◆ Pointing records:

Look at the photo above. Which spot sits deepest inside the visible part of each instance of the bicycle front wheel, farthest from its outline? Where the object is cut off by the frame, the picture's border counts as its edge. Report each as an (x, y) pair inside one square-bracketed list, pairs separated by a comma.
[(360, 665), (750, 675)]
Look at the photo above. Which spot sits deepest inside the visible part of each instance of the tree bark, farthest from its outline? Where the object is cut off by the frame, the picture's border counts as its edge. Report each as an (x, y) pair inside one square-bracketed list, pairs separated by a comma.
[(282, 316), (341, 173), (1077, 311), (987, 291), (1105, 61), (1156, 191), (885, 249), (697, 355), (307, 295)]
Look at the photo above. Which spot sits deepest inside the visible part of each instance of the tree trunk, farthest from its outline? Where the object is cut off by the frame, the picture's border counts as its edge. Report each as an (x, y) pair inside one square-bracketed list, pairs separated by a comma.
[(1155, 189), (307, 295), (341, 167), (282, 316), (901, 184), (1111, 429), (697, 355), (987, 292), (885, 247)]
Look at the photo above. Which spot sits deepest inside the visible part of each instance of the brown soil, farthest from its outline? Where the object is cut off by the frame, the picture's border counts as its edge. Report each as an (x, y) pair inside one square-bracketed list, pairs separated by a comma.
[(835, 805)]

◆ What you will do: Please recast each line of the material above as a Markdown table with two columns, Row and Line. Put the row number in Row and the line in Line, and leave out any blank lines.

◆ Response below:
| Row | Line |
|---|---|
| 1 | Look at the photo above. Which spot sits deepest inside the visible part of each instance of the bicycle front wheel, farthest from its outline? Where the object is cut off by the frame, the picture's border counts as its edge. Report each as an (x, y) pair inside one square-bracketed list, pairs separated by a comma. |
| 2 | [(360, 665), (750, 675)] |
| 3 | Look at the photo above. Which spot sits deepest inside the visible part of each instance of the tree bark, farthest from its outline? Where the object is cut off by the frame, the picture's border counts as its edge. Report each as an (x, y) pair inside one square-bracketed list, pairs separated by a comma. |
| 4 | [(282, 316), (341, 173), (1077, 311), (987, 291), (1105, 61), (1156, 191), (885, 249), (697, 355), (307, 295)] |
| 5 | Look at the photo above. Which spot sits deepest inside the visible part of each instance of the tree trunk, farthest from its outline? Where the object is cut off by the frame, the picture's border counts as its edge. Report each as an (x, y) pair inside one square-bracketed list, pairs separated by a comma. |
| 6 | [(1155, 189), (307, 295), (341, 167), (282, 316), (901, 184), (1111, 429), (697, 355), (987, 292), (885, 247)] |
| 7 | Look at the photo above. Which spot sits deepest inside the visible part of each instance of the brown soil, farthest from its outline? Where the object is cut off by the frame, the picture's border counts as its edge. Report each as an (x, y) pair inside one square-bracketed list, pairs separated by a comma. |
| 8 | [(835, 805)] |